● COSA FARE
Prosegui, per favore, l'articolo sul convegno di Intesa Sanpaolo dedicato alle infrastrutture e al Pnrr, partendo dall'ultima frase riportata.

● BRANO DA LEGGERE

Convegno Intesa Sanpaolo sulla sostenibilità. Nodi dal fisco alla produttività

Ripartire dalle infrastrutture per riaccendere il motore del paese. E' la grande scommessa con cui l'Italia punta a recuperare decenni di ritardi e scarsa crescita. Una partita che, grazie alla leva delle risorse del Pnrr, si punta a vincere. Anche se i nodi ancora da sciogliere non mancano, primo fra tutti la mancanza di personale, in particolare di figure specializzate, su cui il mondo dell'industria lancia l'allarme.

"Noi abbiamo un problema serio, industriale. Ci mancano 100 mila persone. Fare il Pnrr significa avere 100 mila persone pronte per lavorare. Non ci stanno. Di queste, 26mila persone specializzate, che non ci sono. Questo è il tema da affrontare, non i funzionari nella P.a", dice senza mezzi termini l'a.d. di WeBuild, Pietro Salini parlando a 'Infrastrutture sostenibili: un bene comune', l'evento di Intesa Sanpaolo che ha riunito a Roma rappresentanti di istituzioni, enti pubblici, imprese e mondo della finanza per fare il punto sulle sfide del Pnrr.

● DATI MOSTRATI
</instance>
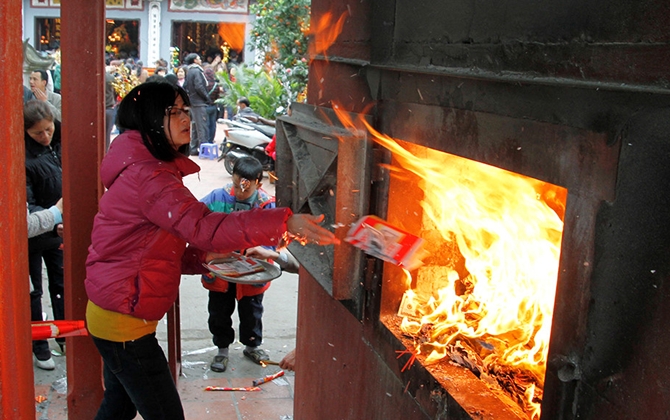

● RISPOSTA
Per il settore delle costruzioni, poi, un altro grande problema è la "paura della firma", avverte ancora Salini, che si chiede anche come possa il settore delle infrastrutture, che "esce fuori da uno tsunami" che risale a prima della pandemia, e che nel 2019 ha speso 1,9 mld, "fare nel 2021, dopo la pandemia, 15 miliardi".

Che manchino figure professionali, lo conferma anche l'a.d. di Fs Luigi Ferraris. "Il tema dei tecnici e degli ingegneri è un tema molto importante", dice il manager, che ha toccato con mano il problema in Italferr, che si è trovata a vedersi portar via 80 ingegneri (su 2mila dipendenti, di cui il 75% ingegneri). "Adesso dobbiamo lavorare sulla capitalizzazione delle competenze", aggiunge Ferraris, che con il Pnrr dovrà gestire un fetta consistente da 28 miliardi e si prepara a far marciare il Gruppo al ritmo di 10-12 miliardi l'anno di investimenti nei prossimi 10 anni. Ma il Pnrr pone anche altre sfide. A partire dal tema della produttività.

"E' vero che abbiamo un gap di 36 punti negli investimenti, ma abbiamo un gap ancora più grande di produttività", osserva l'a.d. di Poste Matteo Del Fante, sollecitando a far sì che questi investimenti ci facciano uscire "nel 2025-26 con un'economia più produttiva". Un altro nodo è legato alla dimensione dei gestori, la cui frammentazione rende il sistema "ancora fragile", fa notare Renato Ravanelli, a.d. di F2i, che auspica "una dimensione di scala per avere infrastrutture sicure, efficienti e moderne".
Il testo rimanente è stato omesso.